San Martín y el Cruce de los Andes: 200 años de su increíble proeza militar

La coherencia entre lo diseñado y su ejecución y la selección del personal encargado de la gestión directa de las dependencias del ejército fueron los dos aspectos claves con que se reconoce la genial organización.

El Cruce de los Andes de 1817 fue la mayor operación político-militar efectuada en el marco del proceso revolucionario e independentista. Ella supuso la superación del dilema estratégico que había ubicado en el Alto Perú el camino más propicio para avanzar sobre Lima y en este cambio la figura de José de San Martín fue determinante.

En ese tiempo en el que la sociedad cuyana se transformó en un enorme cuartel en el que todos sus ciudadanos y sus recursos fueron puestos al servicio de la causa libertadora.

El genio organizador se identifica en dos aspectos claves. Primero, en la coherencia entre lo diseñado y su ejecución. Esto se logra tanto con la aplicación de cierto sentido común para resolver los problemas que se van presentando, como así también en la convicción para avanzar hacia la materialización de las soluciones, más allá de los inconvenientes que se presenten para ello.

Segundo, en la selección del personal encargado de la gestión directa de las distintas y numerosas dependencias del ejército. Allí es donde aparecen figuras como la de Fray Luis Beltrán, José Álvarez Condarco, Pedro Regalado de la Plaza, Bernardo O’Higgins, Tomás Guido y un menos conocido Bernardo de Vera y Pintado.

# [Consigna]
Reescribe en forma de lista el párrafo del texto sobre el Cruce de los Andes que empieza con «El genio organizador se identifica», conservando sus datos principales.

# [Datos proporcionados]
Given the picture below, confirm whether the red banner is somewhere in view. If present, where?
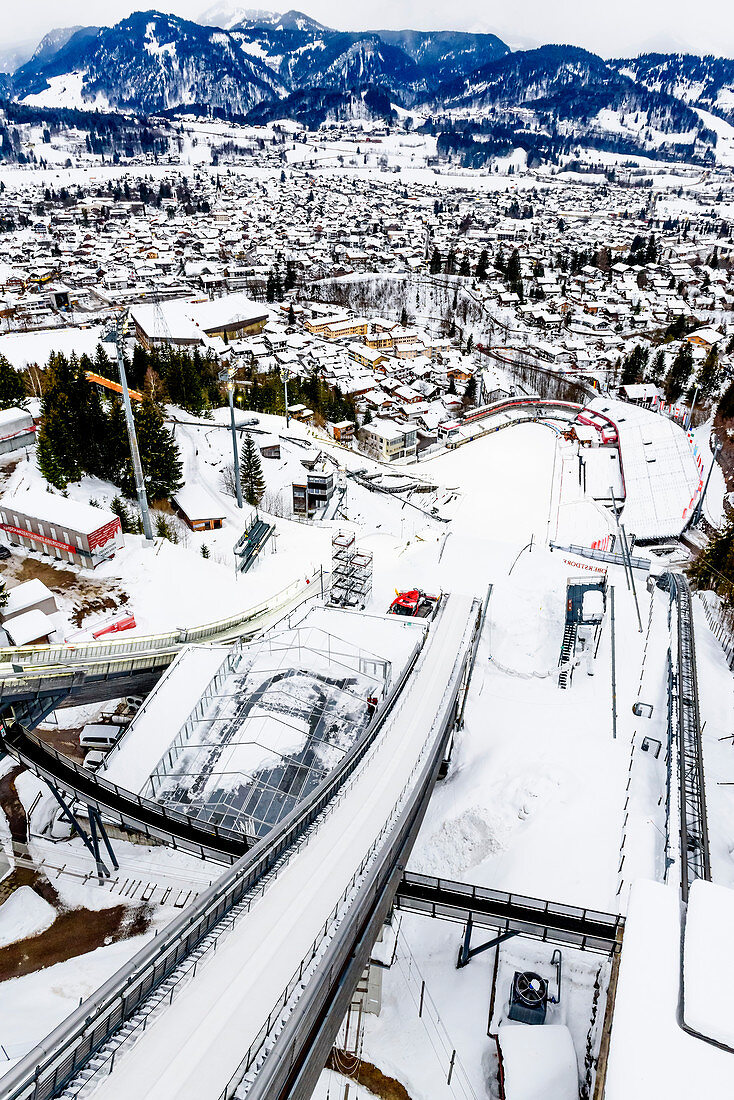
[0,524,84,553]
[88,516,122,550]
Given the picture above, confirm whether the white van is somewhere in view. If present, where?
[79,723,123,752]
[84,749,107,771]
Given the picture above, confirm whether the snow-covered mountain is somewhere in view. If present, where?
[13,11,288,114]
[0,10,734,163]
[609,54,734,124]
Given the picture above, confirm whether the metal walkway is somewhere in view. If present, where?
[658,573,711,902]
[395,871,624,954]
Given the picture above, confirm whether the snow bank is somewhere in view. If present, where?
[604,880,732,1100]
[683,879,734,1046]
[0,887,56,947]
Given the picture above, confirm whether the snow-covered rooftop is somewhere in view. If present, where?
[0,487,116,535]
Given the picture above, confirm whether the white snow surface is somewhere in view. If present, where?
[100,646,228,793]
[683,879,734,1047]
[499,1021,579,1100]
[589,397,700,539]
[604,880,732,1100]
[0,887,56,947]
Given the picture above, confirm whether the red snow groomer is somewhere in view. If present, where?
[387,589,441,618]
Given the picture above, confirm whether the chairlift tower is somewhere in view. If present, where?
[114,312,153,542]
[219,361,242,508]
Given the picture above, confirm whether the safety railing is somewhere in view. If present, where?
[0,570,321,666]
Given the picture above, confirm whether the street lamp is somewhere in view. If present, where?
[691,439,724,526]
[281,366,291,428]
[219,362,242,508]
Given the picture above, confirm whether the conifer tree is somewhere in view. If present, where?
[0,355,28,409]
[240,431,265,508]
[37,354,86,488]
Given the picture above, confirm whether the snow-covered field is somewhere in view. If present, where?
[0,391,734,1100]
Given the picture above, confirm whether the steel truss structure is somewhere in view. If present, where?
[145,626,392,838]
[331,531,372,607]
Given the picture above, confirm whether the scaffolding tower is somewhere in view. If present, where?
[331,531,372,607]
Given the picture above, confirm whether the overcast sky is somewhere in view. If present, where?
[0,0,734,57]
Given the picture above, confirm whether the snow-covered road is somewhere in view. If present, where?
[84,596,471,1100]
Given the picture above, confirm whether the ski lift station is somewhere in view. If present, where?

* * *

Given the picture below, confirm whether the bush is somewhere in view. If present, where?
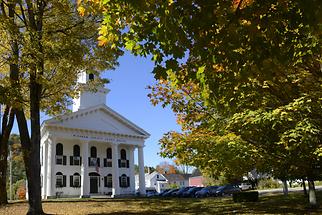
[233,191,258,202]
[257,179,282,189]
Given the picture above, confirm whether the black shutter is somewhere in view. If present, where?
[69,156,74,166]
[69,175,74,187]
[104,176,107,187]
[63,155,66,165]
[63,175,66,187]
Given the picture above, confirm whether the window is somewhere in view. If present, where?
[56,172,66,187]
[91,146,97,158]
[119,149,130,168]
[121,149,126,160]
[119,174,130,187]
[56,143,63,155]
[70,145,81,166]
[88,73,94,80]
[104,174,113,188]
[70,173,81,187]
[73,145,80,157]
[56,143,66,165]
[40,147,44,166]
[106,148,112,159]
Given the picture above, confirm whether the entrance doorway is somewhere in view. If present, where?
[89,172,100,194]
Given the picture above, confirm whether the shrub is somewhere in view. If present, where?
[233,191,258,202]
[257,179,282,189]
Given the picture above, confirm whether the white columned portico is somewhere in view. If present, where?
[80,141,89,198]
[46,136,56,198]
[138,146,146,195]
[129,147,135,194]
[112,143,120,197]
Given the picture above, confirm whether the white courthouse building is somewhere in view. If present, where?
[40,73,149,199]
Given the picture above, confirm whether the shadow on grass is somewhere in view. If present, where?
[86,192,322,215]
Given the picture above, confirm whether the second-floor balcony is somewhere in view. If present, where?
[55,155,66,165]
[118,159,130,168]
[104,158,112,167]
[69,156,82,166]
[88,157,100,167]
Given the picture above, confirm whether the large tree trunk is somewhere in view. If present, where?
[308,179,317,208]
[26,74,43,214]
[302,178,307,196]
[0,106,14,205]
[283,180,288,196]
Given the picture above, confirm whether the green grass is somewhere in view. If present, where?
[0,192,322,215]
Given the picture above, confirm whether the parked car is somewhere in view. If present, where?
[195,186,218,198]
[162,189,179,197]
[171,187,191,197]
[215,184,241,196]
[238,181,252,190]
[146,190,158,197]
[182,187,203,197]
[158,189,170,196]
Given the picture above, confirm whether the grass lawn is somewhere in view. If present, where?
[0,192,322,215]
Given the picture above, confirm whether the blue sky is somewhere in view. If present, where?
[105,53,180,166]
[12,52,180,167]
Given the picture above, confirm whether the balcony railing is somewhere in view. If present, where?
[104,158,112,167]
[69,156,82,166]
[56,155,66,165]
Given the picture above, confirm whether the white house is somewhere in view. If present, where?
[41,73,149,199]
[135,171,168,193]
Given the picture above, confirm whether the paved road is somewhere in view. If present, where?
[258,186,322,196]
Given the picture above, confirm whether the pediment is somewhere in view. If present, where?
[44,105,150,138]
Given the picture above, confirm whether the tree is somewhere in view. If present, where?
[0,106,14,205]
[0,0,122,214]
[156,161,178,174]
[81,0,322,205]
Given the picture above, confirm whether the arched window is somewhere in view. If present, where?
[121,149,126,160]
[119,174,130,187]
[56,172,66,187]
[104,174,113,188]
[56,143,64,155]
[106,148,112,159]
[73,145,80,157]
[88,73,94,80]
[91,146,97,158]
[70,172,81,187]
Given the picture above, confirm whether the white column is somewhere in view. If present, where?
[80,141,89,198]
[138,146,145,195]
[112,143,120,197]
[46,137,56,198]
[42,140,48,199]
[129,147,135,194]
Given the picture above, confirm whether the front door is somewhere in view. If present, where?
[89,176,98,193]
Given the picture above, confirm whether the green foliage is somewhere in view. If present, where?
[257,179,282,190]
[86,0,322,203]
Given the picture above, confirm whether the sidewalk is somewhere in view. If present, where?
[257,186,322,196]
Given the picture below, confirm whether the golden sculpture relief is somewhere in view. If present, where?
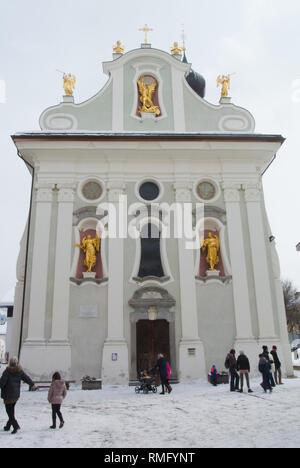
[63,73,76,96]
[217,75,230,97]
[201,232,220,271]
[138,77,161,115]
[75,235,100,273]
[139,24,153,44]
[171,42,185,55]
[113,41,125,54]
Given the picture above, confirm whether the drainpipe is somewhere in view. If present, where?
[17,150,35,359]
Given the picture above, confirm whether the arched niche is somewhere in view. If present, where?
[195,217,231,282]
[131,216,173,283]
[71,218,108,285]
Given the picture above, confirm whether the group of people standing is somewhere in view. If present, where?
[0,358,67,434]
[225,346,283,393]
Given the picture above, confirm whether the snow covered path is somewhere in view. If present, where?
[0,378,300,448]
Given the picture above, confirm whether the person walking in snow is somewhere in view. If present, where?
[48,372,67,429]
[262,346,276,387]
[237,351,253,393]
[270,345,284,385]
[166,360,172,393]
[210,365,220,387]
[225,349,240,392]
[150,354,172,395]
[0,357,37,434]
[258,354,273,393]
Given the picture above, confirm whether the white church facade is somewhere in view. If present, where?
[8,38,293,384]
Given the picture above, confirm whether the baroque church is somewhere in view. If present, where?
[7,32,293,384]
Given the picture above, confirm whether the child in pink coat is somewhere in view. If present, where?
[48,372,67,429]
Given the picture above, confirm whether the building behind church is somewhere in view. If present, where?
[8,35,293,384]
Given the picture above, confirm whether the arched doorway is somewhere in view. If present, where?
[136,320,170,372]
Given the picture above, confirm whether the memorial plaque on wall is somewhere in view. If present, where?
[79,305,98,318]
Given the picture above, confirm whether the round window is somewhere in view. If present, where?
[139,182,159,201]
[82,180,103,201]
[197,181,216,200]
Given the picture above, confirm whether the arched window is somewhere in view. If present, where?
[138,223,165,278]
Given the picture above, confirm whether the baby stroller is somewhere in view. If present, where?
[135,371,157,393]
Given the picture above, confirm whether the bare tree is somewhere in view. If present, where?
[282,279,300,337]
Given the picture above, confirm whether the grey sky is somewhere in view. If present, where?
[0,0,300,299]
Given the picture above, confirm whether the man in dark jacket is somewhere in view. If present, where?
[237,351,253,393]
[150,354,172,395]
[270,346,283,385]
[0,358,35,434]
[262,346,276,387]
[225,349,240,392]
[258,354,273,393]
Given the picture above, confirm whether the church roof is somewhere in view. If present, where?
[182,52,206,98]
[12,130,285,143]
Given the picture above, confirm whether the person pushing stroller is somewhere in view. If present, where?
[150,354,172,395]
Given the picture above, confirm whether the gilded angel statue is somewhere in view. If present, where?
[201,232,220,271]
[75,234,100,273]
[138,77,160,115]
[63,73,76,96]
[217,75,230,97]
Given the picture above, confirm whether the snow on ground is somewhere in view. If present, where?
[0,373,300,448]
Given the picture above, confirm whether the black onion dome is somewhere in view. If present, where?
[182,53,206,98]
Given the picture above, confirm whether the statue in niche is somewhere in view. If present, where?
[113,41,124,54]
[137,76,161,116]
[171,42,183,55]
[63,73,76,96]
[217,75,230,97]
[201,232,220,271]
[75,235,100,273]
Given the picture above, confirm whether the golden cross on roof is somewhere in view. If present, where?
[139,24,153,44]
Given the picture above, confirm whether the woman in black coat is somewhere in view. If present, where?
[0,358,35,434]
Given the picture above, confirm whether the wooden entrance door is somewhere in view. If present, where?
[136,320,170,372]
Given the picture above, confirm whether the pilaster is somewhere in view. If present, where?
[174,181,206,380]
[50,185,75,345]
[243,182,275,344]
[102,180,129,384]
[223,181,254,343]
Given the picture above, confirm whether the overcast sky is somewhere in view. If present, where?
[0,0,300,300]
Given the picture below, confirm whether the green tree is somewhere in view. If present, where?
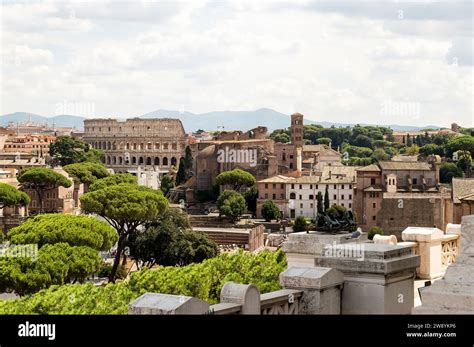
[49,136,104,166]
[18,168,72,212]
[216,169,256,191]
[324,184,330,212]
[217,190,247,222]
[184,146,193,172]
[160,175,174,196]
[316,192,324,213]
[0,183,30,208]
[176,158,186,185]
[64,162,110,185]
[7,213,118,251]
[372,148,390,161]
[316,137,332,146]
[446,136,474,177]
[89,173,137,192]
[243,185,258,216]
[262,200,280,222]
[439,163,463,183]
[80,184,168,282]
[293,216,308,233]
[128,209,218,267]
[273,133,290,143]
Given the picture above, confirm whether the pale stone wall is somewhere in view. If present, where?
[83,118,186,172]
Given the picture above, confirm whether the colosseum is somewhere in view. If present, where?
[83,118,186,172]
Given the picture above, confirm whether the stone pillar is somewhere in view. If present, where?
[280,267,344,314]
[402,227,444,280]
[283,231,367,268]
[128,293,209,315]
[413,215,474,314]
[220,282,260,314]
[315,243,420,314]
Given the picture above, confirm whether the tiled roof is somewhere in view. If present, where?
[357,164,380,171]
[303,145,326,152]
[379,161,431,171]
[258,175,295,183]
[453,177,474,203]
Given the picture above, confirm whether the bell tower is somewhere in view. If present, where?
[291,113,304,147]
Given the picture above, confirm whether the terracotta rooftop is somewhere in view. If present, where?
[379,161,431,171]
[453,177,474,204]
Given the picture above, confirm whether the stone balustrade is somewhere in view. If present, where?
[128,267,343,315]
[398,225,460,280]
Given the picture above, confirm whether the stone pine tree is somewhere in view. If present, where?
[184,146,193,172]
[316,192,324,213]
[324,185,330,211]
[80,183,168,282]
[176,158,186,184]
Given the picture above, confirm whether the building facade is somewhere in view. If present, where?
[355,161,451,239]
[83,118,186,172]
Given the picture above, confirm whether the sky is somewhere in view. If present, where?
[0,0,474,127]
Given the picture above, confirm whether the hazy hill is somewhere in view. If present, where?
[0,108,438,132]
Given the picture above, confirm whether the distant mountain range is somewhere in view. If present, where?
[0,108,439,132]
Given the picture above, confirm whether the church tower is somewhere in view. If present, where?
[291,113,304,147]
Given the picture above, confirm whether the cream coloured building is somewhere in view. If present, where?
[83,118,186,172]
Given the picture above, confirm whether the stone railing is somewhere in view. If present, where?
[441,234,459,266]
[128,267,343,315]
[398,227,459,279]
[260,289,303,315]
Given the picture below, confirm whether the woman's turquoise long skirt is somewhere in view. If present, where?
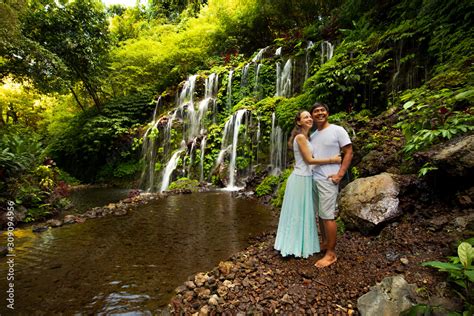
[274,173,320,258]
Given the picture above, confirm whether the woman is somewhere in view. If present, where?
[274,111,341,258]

# [Solución]
- El genio organizador se reconoce en dos aspectos claves.
- El primero es la coherencia entre lo diseñado y su ejecución.
- Esa coherencia se logra aplicando cierto sentido común para resolver los problemas que van surgiendo.
- También se logra con la convicción de avanzar hacia la materialización de las soluciones, pese a los inconvenientes.